• [Provided information]
#####

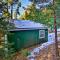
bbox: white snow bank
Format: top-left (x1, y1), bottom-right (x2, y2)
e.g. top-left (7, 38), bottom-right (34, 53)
top-left (27, 54), bottom-right (35, 60)
top-left (48, 33), bottom-right (55, 42)
top-left (57, 28), bottom-right (60, 32)
top-left (31, 48), bottom-right (40, 55)
top-left (27, 41), bottom-right (55, 60)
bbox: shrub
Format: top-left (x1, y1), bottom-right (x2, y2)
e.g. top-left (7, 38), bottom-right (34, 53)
top-left (20, 49), bottom-right (31, 57)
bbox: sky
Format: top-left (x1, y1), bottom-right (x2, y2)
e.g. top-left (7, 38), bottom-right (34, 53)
top-left (11, 0), bottom-right (31, 18)
top-left (9, 0), bottom-right (52, 19)
top-left (19, 0), bottom-right (31, 14)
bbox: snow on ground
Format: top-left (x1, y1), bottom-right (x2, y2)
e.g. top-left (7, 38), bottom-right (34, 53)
top-left (48, 33), bottom-right (55, 42)
top-left (48, 28), bottom-right (60, 42)
top-left (27, 41), bottom-right (55, 60)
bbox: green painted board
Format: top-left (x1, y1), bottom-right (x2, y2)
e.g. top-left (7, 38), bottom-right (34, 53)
top-left (8, 29), bottom-right (48, 51)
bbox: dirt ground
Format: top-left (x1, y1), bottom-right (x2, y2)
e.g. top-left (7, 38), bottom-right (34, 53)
top-left (35, 43), bottom-right (60, 60)
top-left (0, 41), bottom-right (60, 60)
top-left (12, 41), bottom-right (60, 60)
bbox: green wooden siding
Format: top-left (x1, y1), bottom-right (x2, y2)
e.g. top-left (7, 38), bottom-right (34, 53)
top-left (8, 29), bottom-right (48, 51)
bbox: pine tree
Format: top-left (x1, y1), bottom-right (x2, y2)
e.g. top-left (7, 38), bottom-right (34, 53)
top-left (0, 1), bottom-right (15, 60)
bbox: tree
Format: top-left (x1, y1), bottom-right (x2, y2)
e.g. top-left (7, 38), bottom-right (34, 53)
top-left (0, 17), bottom-right (15, 60)
top-left (20, 3), bottom-right (53, 28)
top-left (0, 1), bottom-right (21, 60)
top-left (7, 0), bottom-right (21, 19)
top-left (0, 1), bottom-right (15, 60)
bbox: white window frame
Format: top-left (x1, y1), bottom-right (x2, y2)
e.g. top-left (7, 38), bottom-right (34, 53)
top-left (39, 30), bottom-right (45, 39)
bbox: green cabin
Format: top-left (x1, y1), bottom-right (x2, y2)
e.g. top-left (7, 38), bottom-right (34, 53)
top-left (8, 20), bottom-right (48, 51)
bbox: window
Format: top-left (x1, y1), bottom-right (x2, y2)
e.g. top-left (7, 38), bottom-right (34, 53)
top-left (39, 30), bottom-right (45, 39)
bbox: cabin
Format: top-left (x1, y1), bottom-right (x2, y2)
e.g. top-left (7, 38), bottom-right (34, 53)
top-left (8, 20), bottom-right (48, 51)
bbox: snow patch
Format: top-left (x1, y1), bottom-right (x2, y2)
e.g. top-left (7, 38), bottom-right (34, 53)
top-left (27, 41), bottom-right (55, 60)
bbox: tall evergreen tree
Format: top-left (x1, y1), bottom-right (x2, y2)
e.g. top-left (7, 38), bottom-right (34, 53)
top-left (0, 1), bottom-right (15, 60)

#####

The word "white" appears in some of the lines above. Copy those lines.

• [Task answer]
bbox: white snow bank
bbox: white window frame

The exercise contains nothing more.